# Enunciado da tarefa
Pode transcrever, sem nenhuma alteração, o trecho dos registros que vai da linha que contém "Grounding request — find the workbench", incluindo essa linha, até o fim dos registros?

++++ Dados fornecidos ++++

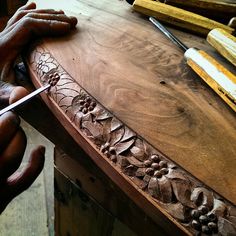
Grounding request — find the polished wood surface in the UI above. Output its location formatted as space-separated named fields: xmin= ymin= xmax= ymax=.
xmin=25 ymin=0 xmax=236 ymax=233
xmin=30 ymin=1 xmax=236 ymax=203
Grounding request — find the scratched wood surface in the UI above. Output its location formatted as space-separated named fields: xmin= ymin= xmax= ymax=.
xmin=30 ymin=0 xmax=236 ymax=204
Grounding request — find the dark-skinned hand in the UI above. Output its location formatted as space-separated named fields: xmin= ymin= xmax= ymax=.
xmin=0 ymin=3 xmax=77 ymax=213
xmin=0 ymin=3 xmax=77 ymax=82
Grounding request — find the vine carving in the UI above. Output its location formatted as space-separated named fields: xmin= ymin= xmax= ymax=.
xmin=30 ymin=47 xmax=236 ymax=235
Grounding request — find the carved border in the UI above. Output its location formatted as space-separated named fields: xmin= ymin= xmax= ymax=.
xmin=29 ymin=47 xmax=236 ymax=235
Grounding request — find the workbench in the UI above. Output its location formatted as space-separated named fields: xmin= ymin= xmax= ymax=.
xmin=22 ymin=0 xmax=236 ymax=235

++++

# Resposta do exercício
Grounding request — find the workbench in the UI above. Output its location formatted as space-separated named fields: xmin= ymin= xmax= ymax=.
xmin=22 ymin=0 xmax=236 ymax=235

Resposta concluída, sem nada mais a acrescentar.